• BRIEF: Change "concrete sidewalk" to "paved walkway" in the listing below, starting at the line that contains "I need to find the concrete" and ending at the line that contains "535, 791, 601]]". Reproduce only those lines, with everything else left as it is.

START RECORDED INFORMATION

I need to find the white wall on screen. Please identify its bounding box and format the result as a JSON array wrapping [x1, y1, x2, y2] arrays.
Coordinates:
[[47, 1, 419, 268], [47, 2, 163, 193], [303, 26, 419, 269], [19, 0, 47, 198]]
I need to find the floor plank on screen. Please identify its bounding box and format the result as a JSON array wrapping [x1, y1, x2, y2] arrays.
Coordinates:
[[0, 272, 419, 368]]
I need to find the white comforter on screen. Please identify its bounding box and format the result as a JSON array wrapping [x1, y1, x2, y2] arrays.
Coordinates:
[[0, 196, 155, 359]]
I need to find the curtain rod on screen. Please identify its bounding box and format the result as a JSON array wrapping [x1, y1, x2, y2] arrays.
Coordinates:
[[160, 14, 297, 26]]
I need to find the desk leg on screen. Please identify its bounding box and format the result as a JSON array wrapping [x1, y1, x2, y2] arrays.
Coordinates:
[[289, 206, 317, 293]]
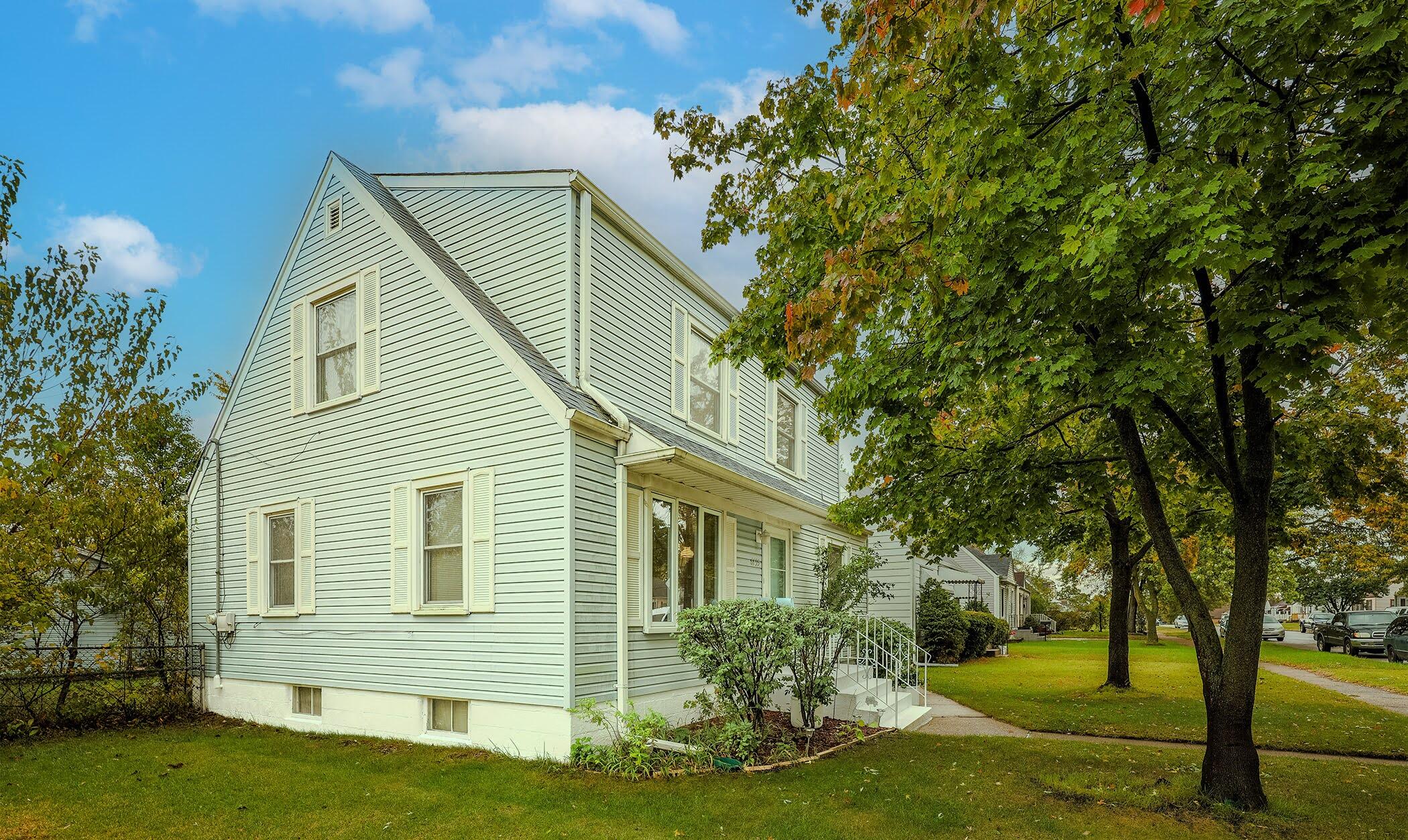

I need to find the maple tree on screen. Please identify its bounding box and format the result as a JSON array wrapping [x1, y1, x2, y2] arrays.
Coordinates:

END RECORDED INFORMATION
START RECORDED INFORMATION

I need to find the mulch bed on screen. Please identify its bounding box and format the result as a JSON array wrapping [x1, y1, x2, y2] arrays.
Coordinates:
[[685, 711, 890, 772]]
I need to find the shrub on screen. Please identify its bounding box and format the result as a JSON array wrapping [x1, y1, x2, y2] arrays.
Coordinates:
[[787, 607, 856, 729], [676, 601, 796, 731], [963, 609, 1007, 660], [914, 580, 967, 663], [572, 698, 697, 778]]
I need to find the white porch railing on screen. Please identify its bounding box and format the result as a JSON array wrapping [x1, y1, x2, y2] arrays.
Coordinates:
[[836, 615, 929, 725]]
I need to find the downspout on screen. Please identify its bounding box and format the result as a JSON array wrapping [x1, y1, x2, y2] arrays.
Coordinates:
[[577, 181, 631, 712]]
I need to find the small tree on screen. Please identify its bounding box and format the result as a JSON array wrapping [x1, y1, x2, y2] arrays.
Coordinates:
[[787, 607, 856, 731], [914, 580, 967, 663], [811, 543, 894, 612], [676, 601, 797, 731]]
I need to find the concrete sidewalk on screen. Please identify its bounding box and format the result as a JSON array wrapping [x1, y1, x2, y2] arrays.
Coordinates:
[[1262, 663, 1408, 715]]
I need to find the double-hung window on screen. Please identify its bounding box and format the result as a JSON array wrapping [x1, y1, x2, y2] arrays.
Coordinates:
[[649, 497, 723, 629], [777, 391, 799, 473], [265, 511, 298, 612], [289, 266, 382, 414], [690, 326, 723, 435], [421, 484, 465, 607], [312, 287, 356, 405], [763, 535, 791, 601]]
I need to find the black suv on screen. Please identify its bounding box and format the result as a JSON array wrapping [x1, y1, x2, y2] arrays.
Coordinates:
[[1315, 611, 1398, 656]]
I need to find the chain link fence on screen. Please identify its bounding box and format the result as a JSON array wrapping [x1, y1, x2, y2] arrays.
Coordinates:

END RECORDED INFORMATION
START RECORDED INFORMATION

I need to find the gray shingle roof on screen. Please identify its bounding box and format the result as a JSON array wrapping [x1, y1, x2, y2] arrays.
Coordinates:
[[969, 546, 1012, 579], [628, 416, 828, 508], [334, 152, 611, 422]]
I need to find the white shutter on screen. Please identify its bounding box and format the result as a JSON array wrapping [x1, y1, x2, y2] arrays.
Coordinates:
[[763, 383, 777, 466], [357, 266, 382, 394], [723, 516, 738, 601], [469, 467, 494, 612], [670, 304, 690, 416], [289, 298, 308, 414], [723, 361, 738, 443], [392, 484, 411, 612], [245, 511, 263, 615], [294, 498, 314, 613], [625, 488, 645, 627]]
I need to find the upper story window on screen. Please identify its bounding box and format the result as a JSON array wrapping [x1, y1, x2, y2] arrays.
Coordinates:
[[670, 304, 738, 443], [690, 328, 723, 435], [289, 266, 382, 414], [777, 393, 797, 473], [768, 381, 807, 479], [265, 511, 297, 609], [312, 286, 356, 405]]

END RECORDED INFORMATION

• TASK SOLUTION:
I need to find the paved walkway on screen. Please identify its bounding box and format the result as a JSON array wrapping [x1, y1, x2, y2] arrays.
Coordinates:
[[1262, 663, 1408, 715]]
I need to find the double-hung window on screen. Please identify its bounding box and format the result as a JSON array wrapping [x1, y1, x2, y2] arrays.
Coordinates:
[[649, 497, 723, 629], [777, 391, 799, 473], [265, 511, 298, 612], [289, 266, 382, 414], [690, 326, 723, 435], [421, 484, 465, 607], [312, 287, 356, 405], [763, 535, 791, 601]]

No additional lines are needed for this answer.